** begin **

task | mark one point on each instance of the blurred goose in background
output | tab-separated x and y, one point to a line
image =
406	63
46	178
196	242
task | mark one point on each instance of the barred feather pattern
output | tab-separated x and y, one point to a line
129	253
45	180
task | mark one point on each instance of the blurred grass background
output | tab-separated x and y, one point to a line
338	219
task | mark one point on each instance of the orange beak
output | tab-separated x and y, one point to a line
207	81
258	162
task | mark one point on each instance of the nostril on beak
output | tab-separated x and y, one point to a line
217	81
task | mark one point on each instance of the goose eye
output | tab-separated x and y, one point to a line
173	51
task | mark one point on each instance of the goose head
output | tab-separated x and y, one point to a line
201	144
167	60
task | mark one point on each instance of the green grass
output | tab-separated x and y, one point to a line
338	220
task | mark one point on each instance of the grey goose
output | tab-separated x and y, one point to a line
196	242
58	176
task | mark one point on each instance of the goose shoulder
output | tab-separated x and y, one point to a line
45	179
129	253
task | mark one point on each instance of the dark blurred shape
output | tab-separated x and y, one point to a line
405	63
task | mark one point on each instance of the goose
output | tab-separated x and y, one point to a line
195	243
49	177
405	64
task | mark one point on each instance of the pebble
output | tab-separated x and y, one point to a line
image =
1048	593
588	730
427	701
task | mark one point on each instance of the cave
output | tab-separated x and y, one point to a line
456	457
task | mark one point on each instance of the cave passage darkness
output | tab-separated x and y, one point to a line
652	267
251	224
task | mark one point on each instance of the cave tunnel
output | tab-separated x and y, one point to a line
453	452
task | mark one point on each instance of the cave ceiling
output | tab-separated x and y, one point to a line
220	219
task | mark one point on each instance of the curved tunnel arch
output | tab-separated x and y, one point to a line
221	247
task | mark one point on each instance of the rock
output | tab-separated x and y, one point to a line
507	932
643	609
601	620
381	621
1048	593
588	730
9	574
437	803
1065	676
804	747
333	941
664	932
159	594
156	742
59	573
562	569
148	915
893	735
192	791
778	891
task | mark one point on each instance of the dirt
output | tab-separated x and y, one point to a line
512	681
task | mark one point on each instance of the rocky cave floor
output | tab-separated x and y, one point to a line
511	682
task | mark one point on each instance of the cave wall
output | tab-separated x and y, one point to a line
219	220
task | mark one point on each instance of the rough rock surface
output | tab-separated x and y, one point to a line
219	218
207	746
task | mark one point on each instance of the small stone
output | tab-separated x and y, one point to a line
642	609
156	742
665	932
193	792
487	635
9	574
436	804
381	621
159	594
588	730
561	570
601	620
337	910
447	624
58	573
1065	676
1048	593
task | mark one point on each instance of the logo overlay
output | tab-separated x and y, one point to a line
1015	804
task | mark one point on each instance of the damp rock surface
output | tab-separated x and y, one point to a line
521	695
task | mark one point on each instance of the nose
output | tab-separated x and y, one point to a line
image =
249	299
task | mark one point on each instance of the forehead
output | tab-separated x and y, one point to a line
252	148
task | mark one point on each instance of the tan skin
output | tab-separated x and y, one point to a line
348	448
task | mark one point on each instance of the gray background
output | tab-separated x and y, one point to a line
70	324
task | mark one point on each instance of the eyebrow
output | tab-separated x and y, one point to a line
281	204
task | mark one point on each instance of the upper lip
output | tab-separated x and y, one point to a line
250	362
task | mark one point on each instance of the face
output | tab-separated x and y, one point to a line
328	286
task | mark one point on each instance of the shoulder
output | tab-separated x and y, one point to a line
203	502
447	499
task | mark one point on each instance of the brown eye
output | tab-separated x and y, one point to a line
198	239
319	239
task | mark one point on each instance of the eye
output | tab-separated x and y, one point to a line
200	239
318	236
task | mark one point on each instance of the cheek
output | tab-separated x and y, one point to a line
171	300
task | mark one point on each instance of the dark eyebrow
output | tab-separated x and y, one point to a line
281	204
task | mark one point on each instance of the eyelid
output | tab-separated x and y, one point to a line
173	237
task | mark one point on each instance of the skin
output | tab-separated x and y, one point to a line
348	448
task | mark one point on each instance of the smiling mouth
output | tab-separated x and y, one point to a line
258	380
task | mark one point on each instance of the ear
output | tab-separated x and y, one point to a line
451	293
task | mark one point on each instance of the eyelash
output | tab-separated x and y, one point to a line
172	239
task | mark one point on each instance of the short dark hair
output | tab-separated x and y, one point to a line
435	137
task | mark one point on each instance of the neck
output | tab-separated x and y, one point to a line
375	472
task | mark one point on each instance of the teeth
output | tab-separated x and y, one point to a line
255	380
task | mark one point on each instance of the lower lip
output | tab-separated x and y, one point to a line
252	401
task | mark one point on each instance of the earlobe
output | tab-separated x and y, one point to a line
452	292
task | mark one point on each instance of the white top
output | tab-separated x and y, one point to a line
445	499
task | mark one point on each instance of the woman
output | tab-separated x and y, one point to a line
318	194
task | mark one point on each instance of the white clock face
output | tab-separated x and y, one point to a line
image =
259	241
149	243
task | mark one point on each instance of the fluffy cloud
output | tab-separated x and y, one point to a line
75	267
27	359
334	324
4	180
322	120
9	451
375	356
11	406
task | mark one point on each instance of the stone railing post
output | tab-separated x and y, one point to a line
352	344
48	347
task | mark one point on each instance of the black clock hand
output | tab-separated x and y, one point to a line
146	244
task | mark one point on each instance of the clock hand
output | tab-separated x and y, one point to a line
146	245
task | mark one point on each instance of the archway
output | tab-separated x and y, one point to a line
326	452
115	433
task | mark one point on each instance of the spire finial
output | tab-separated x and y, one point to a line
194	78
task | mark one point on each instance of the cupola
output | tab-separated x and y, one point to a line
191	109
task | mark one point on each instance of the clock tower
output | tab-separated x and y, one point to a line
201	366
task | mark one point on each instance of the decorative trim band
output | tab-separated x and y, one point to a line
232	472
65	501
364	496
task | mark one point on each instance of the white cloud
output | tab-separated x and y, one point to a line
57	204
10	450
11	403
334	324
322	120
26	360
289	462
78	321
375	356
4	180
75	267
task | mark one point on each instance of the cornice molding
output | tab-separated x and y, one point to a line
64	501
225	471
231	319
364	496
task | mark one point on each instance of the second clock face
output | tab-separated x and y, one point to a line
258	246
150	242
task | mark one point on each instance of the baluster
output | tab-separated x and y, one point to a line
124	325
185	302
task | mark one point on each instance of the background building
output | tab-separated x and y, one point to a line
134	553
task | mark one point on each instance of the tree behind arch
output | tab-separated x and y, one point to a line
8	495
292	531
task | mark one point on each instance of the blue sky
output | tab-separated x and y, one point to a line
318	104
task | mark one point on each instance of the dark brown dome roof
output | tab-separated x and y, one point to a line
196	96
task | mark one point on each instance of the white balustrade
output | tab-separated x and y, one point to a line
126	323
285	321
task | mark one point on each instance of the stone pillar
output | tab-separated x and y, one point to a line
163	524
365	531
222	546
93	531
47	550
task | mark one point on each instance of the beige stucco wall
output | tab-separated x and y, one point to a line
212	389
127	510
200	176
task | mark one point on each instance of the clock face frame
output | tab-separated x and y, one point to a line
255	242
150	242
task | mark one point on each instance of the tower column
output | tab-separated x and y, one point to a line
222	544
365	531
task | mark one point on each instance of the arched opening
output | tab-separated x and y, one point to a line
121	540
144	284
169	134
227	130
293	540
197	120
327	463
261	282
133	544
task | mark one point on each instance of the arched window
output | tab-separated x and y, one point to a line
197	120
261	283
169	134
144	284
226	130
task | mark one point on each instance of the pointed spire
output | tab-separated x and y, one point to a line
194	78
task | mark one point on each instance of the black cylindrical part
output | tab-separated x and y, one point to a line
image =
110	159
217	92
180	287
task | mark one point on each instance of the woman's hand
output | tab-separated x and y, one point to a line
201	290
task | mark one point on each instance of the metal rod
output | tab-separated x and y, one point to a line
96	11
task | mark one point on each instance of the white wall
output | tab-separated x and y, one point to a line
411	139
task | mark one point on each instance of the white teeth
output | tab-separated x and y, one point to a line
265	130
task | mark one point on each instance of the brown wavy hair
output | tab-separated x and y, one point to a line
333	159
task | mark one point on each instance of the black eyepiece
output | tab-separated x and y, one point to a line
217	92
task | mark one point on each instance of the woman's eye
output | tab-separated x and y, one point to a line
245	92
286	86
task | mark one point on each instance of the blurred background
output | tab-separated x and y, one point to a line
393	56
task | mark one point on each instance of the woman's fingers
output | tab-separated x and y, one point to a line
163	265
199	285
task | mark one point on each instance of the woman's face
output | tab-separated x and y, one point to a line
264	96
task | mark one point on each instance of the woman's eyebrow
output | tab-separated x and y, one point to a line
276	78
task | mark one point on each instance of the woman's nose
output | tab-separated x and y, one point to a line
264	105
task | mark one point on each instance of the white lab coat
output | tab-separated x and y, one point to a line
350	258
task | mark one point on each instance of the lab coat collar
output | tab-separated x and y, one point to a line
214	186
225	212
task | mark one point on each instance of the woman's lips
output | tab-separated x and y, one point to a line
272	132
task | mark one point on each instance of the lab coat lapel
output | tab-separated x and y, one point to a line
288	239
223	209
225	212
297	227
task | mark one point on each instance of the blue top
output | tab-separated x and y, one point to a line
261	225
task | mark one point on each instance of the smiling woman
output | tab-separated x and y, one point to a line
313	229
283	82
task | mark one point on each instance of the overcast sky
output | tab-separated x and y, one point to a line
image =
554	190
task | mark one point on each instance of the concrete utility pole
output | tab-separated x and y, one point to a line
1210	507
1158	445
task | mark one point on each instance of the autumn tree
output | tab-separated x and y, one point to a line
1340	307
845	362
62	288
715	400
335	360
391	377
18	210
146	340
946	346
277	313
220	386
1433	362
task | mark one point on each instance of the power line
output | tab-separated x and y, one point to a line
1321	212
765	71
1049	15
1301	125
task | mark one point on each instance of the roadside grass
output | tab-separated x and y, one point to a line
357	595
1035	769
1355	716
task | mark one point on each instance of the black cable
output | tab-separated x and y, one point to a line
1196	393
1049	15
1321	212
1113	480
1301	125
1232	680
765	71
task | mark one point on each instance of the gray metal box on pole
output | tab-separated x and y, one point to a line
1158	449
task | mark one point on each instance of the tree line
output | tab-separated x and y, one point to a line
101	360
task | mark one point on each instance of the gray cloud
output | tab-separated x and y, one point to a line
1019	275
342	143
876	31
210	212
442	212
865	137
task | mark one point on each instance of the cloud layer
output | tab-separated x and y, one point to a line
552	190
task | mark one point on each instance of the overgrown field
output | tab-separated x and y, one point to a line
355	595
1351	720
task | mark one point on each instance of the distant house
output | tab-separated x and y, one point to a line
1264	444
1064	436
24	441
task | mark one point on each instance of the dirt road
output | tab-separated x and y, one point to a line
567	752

** end **

__Stated goal__.
Please set out the rows as a numbered list, starting at the line that contains "task | mark one point on each instance of the distant" and ending at the last line of the rows, with both ends included and blank lines left out.

__Written answer__.
1. task | mark one point on each instance of the distant house
2. output | tab-separated x and y, one point to a line
3. 1264	444
4. 1064	436
5. 24	441
6. task | mark one point on each instance of the dirt road
7. output | tab-separated x and y, one point to a line
8. 567	752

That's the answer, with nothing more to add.